### Information given ###
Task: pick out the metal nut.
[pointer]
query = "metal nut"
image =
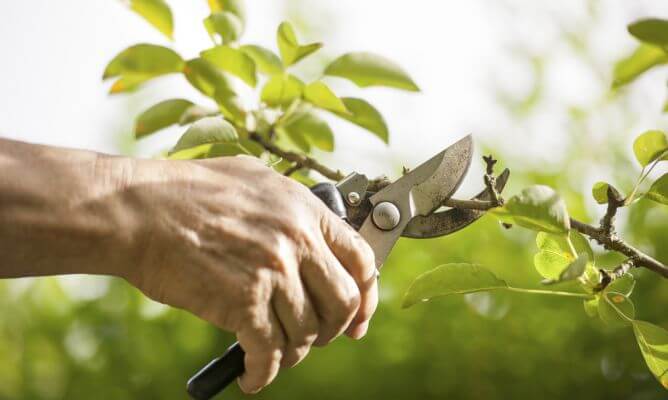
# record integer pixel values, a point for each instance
(386, 216)
(354, 198)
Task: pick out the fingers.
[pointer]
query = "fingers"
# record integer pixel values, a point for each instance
(333, 292)
(298, 319)
(358, 258)
(262, 340)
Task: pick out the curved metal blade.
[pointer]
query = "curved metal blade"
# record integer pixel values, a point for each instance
(419, 192)
(447, 222)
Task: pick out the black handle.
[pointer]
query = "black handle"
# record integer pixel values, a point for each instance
(222, 371)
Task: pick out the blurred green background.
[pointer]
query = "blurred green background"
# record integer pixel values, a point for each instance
(82, 337)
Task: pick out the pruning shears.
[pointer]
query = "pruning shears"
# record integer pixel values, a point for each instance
(407, 207)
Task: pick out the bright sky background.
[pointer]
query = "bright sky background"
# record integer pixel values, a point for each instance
(462, 53)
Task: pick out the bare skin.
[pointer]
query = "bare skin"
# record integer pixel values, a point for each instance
(227, 239)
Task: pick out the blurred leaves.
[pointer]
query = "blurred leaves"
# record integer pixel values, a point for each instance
(367, 69)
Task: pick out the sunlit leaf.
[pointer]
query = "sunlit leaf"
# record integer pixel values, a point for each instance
(363, 114)
(206, 131)
(320, 95)
(305, 128)
(651, 30)
(659, 190)
(157, 13)
(600, 192)
(615, 308)
(205, 77)
(643, 58)
(266, 61)
(451, 279)
(538, 208)
(281, 90)
(649, 146)
(367, 69)
(224, 24)
(234, 61)
(555, 255)
(289, 47)
(160, 116)
(653, 343)
(140, 63)
(235, 7)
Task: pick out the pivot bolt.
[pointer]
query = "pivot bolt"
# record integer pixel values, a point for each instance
(354, 198)
(386, 216)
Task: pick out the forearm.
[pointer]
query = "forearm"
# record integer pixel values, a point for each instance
(60, 211)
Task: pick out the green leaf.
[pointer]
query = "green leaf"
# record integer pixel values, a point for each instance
(305, 128)
(205, 77)
(653, 343)
(367, 69)
(615, 308)
(281, 90)
(140, 63)
(623, 285)
(642, 59)
(451, 279)
(235, 7)
(320, 95)
(205, 131)
(651, 30)
(649, 146)
(224, 24)
(363, 114)
(266, 61)
(157, 13)
(659, 190)
(591, 307)
(160, 116)
(234, 61)
(555, 255)
(600, 192)
(539, 208)
(288, 45)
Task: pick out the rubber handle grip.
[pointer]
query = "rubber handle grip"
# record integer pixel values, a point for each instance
(222, 371)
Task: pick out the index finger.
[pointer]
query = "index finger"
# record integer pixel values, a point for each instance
(358, 258)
###
Task requirements |
Filter the records above for lines containing the word "shears", and copy those lines.

Exercise result |
Task: pick out the pruning shears.
query = "pruning shears"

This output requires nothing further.